▶ Brano
★ ★ ★ ★ ★ ★ ★

Sardegna e imprenditori (dalla prefazione di Cecilia Dau Novelli)

Sardegna e imprenditori non è un ossimoro, e neanche un raffinato accostamento per storici di elite ristrette. È piuttosto un angolo visuale originale e da sempre poco esplorato, forse nella persistente convinzione che la ricerca potesse portare ancor più delusione che risultati.

Con questo secondo volume, che chiude un progetto di lavoro durato quasi dieci anni, si offre a tutti un materiale organico, selezionato e ordinato, capace di contribuire almeno a scalfire convinzioni secolari. Dopo aver rintracciato e ricostruito la vita e l’impresa di 121 figure indicative dell’imprenditoria sarda, e avendone esaminate e accantonate almeno altrettante per la difficoltà di recuperare adeguata documentazione, si dovrebbe, infatti, convenire sull’oggettiva esistenza di un significativo fenomeno imprenditoriale in Sardegna, che si è generato ed espresso dalla fine del secolo XVII e che ha avuto la sua espansione più rilevante a seguito dell’integrazione piena dell’isola con il Piemonte e, ancor di più, dopo l’Unità d’Italia nel corso del Novecento. Un fenomeno che merita un’esplorazione certamente più ampia e completa, ma della quale questa iniziativa – promossa dalla già Facoltà di Scienze politiche oggi Dipartimento di Scienze sociali e delle istituzioni dell’Università di Cagliari, con il concorso di tanti valorosi studiosi e numerose Istituzioni che qui si devono pubblicamente ringraziare – costituisce senza dubbio più di un rilevante assaggio.

[…] Se si scende a osservare, a scrutare il tessuto di base della società isolana, i tanti microcosmi più o meno comunicanti che storicamente la compongono, allora non è difficile scorgere un brulichio di centinaia di profili e figure che progressivamente, nel tempo, si sono dedicate all’impresa, alla produzione, alla trasformazione e al commercio. «… e alla sella legò la bisaccia di lana grigia, entro la quale stavan le forme di legno col cacio fresco coperto di foglie d’asfodelo, e la ricotta e il recipiente del latte…». È viva ed efficace la descrizione, tanto didascalica e precisa, che ci ha lasciato Grazia Deledda, richiamando un pastore, forse meglio un servo-pastore, nella sua iniziativa primaria di raccogliere il prezioso prodotto e portarlo per il consumo e la vendita. Sembra quasi di vederlo, di immaginarlo, in movimento, magari anche solo disegnato con i tratti netti e decisi della matita di Maria Lai.

★ ★ ★ ★ ★ ★ ★

▶ Compiti da svolgere
1. Riscrivi il tratto del brano da "Sardegna e imprenditori (dalla" fino a "delusione che risultati.", sostituendo "ossimoro" con "paradosso".
2. Nel brano, quanto è durato il progetto di lavoro che si chiude con questo secondo volume?

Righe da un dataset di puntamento
★ ★ ★ ★ ★ ★ ★

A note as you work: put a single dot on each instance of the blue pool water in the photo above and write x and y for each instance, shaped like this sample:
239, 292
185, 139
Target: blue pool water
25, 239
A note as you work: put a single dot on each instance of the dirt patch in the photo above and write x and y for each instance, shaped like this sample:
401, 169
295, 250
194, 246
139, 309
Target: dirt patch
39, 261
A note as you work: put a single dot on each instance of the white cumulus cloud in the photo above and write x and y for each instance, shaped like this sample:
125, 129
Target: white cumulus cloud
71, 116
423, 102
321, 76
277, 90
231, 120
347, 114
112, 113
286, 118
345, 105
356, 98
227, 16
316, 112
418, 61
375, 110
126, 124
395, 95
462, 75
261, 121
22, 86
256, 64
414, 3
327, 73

★ ★ ★ ★ ★ ★ ★

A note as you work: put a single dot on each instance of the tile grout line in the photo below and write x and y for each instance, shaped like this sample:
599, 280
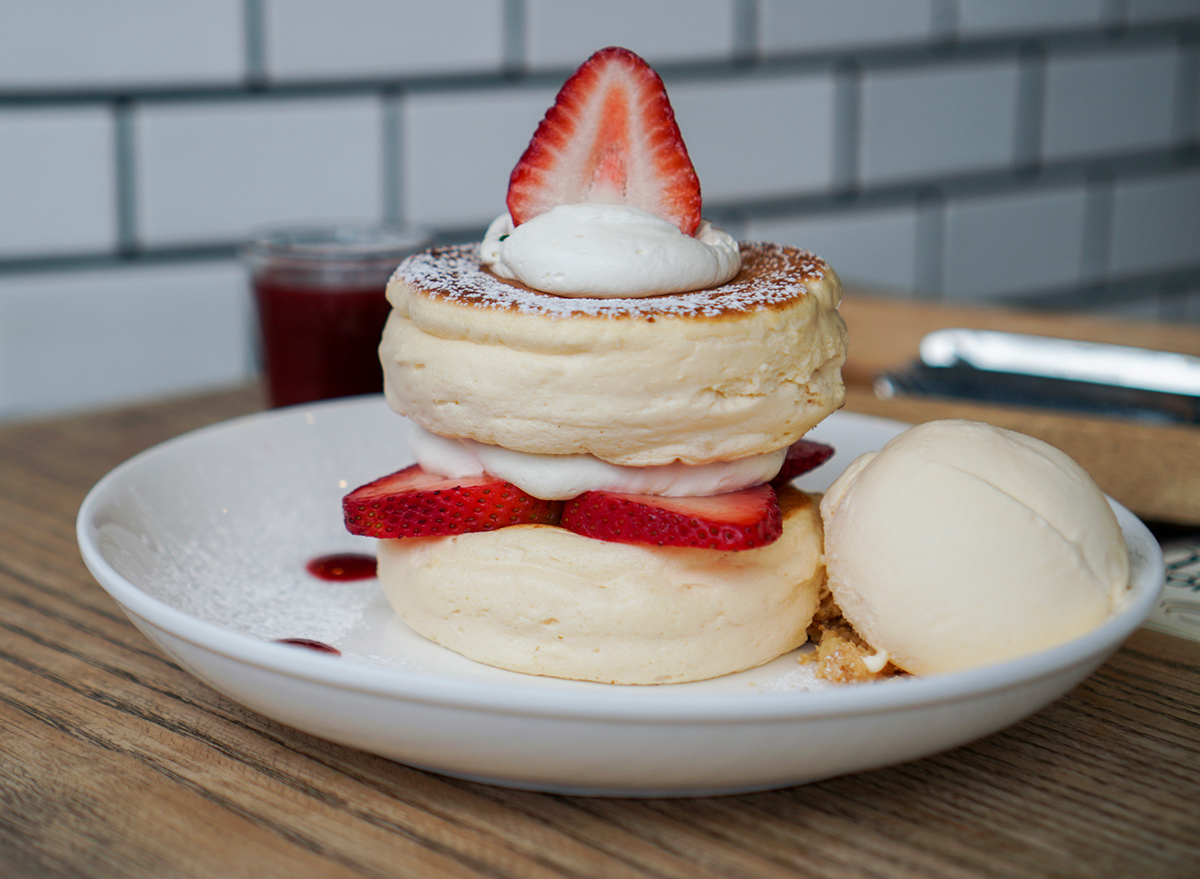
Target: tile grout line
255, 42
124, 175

★ ★ ★ ★ ★ ★ ★

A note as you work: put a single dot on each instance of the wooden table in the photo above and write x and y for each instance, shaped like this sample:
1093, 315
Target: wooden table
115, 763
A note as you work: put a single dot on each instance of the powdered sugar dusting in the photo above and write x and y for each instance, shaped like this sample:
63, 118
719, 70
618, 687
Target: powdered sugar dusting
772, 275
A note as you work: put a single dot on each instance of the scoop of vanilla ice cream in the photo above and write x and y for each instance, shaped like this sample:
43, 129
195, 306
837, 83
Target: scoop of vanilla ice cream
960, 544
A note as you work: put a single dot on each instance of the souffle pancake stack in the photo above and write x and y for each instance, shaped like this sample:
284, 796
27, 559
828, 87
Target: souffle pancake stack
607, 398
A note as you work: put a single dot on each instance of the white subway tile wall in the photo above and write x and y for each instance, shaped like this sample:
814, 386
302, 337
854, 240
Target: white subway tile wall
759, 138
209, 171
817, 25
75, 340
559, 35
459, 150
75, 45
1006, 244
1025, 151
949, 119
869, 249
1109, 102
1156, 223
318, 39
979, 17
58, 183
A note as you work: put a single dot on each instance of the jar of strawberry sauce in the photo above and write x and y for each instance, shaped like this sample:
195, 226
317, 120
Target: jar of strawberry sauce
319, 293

★ ★ ★ ★ ★ ★ ★

▶ Soluzioni dei compiti
1.
Sardegna e imprenditori (dalla prefazione di Cecilia Dau Novelli)

Sardegna e imprenditori non è un paradosso, e neanche un raffinato accostamento per storici di elite ristrette. È piuttosto un angolo visuale originale e da sempre poco esplorato, forse nella persistente convinzione che la ricerca potesse portare ancor più delusione che risultati.

2. Quasi dieci anni.